— START OF SUPPLIED ENTRIES —
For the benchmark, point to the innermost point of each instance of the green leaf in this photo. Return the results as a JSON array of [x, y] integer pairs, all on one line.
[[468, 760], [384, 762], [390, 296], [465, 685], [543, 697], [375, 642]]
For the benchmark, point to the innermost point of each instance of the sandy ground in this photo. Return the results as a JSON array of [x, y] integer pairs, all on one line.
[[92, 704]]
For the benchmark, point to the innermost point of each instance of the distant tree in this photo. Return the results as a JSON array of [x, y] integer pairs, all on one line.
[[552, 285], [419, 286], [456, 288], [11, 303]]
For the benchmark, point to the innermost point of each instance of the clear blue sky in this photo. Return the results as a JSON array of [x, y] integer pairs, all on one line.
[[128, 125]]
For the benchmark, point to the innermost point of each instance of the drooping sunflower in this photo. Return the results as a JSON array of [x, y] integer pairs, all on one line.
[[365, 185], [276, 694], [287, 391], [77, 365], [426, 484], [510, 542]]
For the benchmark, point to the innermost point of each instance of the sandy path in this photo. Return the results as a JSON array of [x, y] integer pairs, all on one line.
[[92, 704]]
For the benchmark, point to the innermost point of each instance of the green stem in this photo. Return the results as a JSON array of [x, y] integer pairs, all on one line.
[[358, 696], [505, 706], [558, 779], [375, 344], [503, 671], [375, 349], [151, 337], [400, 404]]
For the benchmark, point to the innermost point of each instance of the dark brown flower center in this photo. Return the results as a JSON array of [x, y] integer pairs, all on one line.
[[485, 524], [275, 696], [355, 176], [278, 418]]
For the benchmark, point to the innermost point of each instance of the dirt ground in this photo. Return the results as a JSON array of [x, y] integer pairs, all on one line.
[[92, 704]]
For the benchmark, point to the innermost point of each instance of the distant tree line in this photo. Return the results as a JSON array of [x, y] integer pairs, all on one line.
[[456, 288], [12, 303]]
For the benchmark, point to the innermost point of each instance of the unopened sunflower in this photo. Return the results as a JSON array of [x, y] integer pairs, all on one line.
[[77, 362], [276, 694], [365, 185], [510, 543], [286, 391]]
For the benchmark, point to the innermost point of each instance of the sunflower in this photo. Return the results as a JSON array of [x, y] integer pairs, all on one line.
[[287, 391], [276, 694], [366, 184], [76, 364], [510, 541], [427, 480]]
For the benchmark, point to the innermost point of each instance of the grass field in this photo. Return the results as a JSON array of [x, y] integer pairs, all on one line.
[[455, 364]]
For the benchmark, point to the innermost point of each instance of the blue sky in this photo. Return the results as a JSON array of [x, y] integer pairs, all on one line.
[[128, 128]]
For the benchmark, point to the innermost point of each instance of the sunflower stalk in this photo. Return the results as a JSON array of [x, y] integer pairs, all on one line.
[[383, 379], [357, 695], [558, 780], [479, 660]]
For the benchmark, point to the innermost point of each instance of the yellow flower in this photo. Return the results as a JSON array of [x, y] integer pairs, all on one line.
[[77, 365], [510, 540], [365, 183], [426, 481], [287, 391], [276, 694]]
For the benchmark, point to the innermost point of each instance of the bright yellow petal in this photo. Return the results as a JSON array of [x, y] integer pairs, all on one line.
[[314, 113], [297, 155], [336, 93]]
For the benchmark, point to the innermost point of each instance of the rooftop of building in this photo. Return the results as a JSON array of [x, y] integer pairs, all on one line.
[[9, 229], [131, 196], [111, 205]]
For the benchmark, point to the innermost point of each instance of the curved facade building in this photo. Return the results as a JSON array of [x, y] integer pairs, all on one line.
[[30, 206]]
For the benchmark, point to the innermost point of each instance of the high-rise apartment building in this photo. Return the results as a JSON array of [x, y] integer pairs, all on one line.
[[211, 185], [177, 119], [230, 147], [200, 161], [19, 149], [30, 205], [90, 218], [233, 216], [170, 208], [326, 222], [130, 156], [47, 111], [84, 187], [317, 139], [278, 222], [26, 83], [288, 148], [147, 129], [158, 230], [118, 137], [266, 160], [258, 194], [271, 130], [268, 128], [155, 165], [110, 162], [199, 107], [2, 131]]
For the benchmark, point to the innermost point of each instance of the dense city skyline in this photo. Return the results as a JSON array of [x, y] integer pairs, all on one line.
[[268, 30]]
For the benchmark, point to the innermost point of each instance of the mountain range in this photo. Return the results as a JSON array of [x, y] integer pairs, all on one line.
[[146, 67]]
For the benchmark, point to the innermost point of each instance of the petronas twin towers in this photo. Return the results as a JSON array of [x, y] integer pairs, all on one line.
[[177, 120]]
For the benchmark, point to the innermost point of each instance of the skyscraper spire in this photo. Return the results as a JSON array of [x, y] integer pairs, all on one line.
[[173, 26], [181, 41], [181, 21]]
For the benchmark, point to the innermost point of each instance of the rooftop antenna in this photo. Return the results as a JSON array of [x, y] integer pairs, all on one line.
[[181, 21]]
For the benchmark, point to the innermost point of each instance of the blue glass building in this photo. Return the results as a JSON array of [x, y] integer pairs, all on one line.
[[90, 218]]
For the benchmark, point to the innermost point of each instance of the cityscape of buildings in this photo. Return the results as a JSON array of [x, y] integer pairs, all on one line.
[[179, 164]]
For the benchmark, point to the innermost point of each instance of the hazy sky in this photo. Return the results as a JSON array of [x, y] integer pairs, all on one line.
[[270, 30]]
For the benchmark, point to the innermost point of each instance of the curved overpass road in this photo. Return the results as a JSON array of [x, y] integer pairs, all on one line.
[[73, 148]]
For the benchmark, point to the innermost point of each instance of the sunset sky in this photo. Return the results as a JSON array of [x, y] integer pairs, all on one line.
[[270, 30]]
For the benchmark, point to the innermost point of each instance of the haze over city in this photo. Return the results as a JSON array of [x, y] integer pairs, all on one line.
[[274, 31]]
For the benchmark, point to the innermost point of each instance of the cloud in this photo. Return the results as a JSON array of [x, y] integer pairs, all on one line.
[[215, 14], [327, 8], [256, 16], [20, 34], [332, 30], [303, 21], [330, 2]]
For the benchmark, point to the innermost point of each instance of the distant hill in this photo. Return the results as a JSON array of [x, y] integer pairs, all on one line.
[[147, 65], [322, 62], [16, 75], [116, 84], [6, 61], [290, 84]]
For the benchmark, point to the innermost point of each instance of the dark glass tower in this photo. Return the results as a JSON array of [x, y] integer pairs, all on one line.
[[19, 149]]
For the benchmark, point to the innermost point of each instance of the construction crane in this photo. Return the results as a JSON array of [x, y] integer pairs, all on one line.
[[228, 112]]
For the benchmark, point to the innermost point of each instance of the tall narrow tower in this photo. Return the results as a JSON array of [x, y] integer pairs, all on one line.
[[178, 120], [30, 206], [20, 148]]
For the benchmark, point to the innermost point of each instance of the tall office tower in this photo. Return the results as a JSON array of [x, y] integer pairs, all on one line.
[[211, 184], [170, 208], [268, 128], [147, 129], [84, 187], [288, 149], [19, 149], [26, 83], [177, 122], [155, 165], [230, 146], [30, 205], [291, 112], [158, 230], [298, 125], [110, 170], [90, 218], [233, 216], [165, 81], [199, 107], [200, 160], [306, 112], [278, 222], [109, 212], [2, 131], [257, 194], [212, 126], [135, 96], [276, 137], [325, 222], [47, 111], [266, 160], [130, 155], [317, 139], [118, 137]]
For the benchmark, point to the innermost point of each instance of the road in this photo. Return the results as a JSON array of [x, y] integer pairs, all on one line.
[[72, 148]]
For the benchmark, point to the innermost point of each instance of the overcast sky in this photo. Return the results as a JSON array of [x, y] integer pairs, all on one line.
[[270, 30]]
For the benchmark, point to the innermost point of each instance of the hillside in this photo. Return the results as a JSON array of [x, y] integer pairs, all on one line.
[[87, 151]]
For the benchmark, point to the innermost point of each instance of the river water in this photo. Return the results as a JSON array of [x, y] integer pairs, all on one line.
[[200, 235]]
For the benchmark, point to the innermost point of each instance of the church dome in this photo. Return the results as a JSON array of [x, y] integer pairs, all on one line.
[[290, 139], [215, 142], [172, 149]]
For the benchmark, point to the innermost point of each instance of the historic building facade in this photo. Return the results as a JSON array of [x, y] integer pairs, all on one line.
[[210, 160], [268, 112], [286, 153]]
— END OF SUPPLIED ENTRIES —
GIVEN PROBLEM: Reproduce the rows from the line with "the rooftop of" to the line with "[[179, 164]]", changing "innermost" to "central" and leaving everything else the same.

RESULT FOR THIS EXERCISE:
For the benchmark, point to the central point of each instance of the rooftop of building in this photo. Return the results as a JSON array of [x, y] integer pairs, all on one line.
[[9, 229], [131, 196], [111, 205]]
For the benchmark, point to the central point of each instance of the curved facade building in this photo. Return the results as a JSON array of [x, y] integer pairs, all on one line.
[[30, 206]]
For the benchmark, point to the central point of each instance of the high-rise apartment building in this photo. Return the results as a JSON array of [x, y] integer pairs, all on one line.
[[211, 185], [177, 119], [230, 147], [200, 161], [19, 149], [30, 205], [90, 218], [233, 216], [170, 208], [326, 222], [130, 156], [47, 111], [84, 187], [317, 139], [278, 222], [26, 83], [288, 148], [147, 129], [158, 230], [118, 137], [266, 160], [258, 194], [271, 130], [268, 128], [155, 165], [110, 162], [199, 107], [2, 131]]
For the benchmark, point to the central point of each instance of the dense city skyline in this photo. Return the results as a JSON array of [x, y] integer pairs, all on one line.
[[268, 30]]
For the benchmark, point to the central point of each instance of the mountain range in this photo. Return the results as a JSON array of [x, y] integer pairs, all on one line.
[[146, 67]]
For the benchmark, point to the central point of each instance of the petronas twin towers in this photo. Return the results as a JSON array of [x, y] integer pairs, all on one line.
[[177, 120]]
For the benchmark, point to the central point of each instance of the skyscraper spire in this photo. Return the results as a JSON array of [x, y] integer pairs, all on one line.
[[173, 26], [181, 41], [181, 21]]
For the benchmark, point to the central point of each instance of the rooftop antenna in this photo. Return the results as a JSON array of [x, y] integer pairs, all on one line.
[[181, 21]]
For the benchmark, point to the central point of each instance of the blue glass building in this photo. Return the results as a JSON array of [x, y] integer pairs, all on one line.
[[90, 218]]
For the benchmark, point to the central point of each instance of the cityscape of buildings in this photo. Return the results as a JSON array of [x, y] integer pairs, all on one line.
[[179, 164]]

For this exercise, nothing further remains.